= Wilhelm Lorch =

German bryologist

Wilhelm Lorch (11 May 1867, in Marburg – 1954, in Berlin) was a German bryologist known for his research involving the anatomy of mosses.

He studied botany in Munich, receiving his doctorate in 1894 with the thesis "Beiträge zur Anatomie und Biologie der Laubmoose". Up until 1932, he worked as a schoolteacher in Marburg and Berlin.

== Selected works ==
- Excursions-Flora der in der Umgebung von Marburg wildwachsenden Pflanzen (Phanerogamen und Pteridophyten), 1891 – Botanical excursions in the environs of Marburg (phanerogams and pteridophytes).

**Explore the material**
a – In the Wilhelm Lorch article, what year did he stop working as a schoolteacher?
b – Pick up the Wilhelm Lorch article after its last line and write the next part.

**Data section**
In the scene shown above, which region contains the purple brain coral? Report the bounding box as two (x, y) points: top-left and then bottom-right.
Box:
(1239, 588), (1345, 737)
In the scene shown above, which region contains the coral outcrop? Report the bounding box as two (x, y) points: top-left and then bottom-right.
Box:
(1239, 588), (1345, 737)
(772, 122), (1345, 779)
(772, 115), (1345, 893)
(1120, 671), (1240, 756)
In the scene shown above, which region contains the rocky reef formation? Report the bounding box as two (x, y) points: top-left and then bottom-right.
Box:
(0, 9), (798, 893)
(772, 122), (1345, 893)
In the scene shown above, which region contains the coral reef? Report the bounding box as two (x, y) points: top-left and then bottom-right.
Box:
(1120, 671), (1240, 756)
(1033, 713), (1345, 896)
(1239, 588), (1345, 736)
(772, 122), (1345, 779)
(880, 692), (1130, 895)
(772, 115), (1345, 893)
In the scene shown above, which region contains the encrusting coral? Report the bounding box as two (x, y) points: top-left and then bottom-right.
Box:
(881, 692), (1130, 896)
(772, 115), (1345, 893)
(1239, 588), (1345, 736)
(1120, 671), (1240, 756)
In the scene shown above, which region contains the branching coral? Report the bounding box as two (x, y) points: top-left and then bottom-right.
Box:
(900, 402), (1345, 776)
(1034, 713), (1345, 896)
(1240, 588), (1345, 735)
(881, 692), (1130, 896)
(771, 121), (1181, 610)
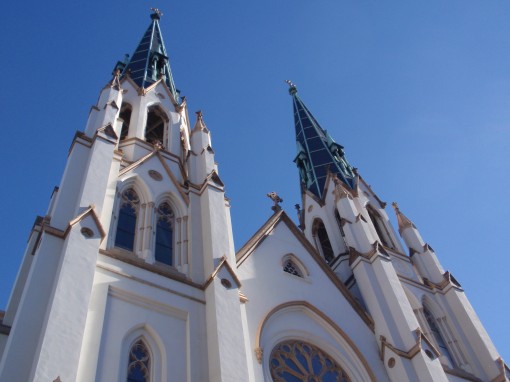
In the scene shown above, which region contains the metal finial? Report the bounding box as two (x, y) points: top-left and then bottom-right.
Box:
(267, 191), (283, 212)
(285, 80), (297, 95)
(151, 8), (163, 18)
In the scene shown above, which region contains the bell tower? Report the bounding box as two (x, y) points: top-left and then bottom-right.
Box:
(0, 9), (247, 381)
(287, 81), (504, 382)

**Answers per task**
a – 1932

b –
- Beiträge zur Anatomie und Biologie der Laubmoose, 1894 – Contribution to the anatomy and biology of mosses, (dissertation).
- Die Polytrichaceen : eine biologische Monographie, 1908 – Monograph on Polytrichaceae.
- Die Laubmoose, 1913 – Mosses.
- Die Torf- und Lebermoose: die Farnpflanzen (Pteridophyta), (second edition 1926); (with Guido Brause and Heinrich Andres) – Sphagnum and liverworts; Ferns (Pteridophyta).
- Anatomie der Laubmoose, 1931 – Anatomy of mosses.